PAGE EXCERPT:
Introducing my own mirroring service: mirror.quantum5.ca
In January, I upgraded my home Internet connection to 3 Gbps symmetric, because, strangely enough, it was cheaper than the package I already had at the time (1500 Mbps down, 940 Mbps up). This was connected to the second port on my ConnectX-3, allowing my home server to achieve the full speed where 2.5 Gbps Ethernet would have failed. Unfortunately, nothing I was doing could have harnessed the full speed of this Internet connection, or anywhere near it, so I started thinking…
In February, I realized that I could run a mirroring service for open-source software to serve the community at basically no additional cost—I am already paying for this 3 Gbps Internet connection and I have some spare disk space on my SSD. So I decided to do exactly that.
Today, I am happy to announce that this mirror, mirror.quantum5.ca, has been tested for a few months and is fully ready for production. If you find the service helpful, please feel free to support me via GitHub Sponsors, Ko-fi, Liberapay, or directly with credit card or bank through Stripe (CAD), though this is of course strictly optional.
If you are interested in how it’s all set up, please read on:
Beginnings
I started by mirroring Arch Linux, because it was decently popular, didn’t
require much disk space, and was relatively welcoming to new mirrors. The
process was fairly easy—I basically created a virtual host for
mirror.quantum5.ca
in nginx
, set it to serve files from a directory, and
created a cron to periodically run rsync
to update the Arch Linux files from
another mirror. Then I simply filed a ticket on Arch Linux’s bug tracker, and in
a few days, I became an official tier 2 mirror.

MATERIAL:
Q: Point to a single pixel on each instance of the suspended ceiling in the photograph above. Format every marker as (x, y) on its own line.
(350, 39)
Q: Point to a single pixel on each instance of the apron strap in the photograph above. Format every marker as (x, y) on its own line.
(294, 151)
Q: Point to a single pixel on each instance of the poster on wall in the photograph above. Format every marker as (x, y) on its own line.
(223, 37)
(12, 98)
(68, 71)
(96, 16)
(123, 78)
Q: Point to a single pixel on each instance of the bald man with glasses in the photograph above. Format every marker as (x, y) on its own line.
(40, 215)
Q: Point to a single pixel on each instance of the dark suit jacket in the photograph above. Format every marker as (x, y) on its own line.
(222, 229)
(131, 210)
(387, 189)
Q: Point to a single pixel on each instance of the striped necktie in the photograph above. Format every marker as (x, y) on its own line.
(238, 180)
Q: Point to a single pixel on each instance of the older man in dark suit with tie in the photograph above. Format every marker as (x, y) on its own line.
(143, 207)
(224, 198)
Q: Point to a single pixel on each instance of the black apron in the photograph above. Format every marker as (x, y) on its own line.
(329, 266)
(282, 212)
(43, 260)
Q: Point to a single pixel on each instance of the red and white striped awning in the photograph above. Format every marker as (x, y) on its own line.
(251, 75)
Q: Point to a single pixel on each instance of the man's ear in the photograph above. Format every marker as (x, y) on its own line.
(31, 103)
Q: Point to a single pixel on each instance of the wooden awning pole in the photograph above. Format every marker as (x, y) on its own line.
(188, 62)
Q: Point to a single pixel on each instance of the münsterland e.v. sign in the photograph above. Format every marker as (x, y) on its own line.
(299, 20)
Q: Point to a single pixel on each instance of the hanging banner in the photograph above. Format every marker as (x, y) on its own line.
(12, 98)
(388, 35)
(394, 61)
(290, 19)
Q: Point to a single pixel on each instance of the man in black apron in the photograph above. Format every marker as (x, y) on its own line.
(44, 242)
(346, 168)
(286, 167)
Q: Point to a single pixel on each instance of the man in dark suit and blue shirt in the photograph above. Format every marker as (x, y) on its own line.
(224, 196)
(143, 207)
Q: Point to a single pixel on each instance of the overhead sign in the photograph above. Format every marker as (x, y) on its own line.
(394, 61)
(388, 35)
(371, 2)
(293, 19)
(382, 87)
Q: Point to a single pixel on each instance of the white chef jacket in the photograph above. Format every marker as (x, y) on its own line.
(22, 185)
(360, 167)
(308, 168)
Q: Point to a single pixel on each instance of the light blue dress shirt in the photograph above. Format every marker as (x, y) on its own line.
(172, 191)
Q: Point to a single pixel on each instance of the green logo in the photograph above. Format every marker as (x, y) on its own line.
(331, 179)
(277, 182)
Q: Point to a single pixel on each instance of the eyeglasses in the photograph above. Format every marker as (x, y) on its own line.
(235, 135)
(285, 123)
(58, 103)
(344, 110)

YOUR TASK: Can you transcribe the stretch from "If you are interested" through "tier 2 mirror." in the mirroring service post above, word for word?

RESPONSE TO THE EXERCISE:
If you are interested in how it’s all set up, please read on:
Beginnings
I started by mirroring Arch Linux, because it was decently popular, didn’t
require much disk space, and was relatively welcoming to new mirrors. The
process was fairly easy—I basically created a virtual host for
mirror.quantum5.ca
in nginx
, set it to serve files from a directory, and
created a cron to periodically run rsync
to update the Arch Linux files from
another mirror. Then I simply filed a ticket on Arch Linux’s bug tracker, and in
a few days, I became an official tier 2 mirror.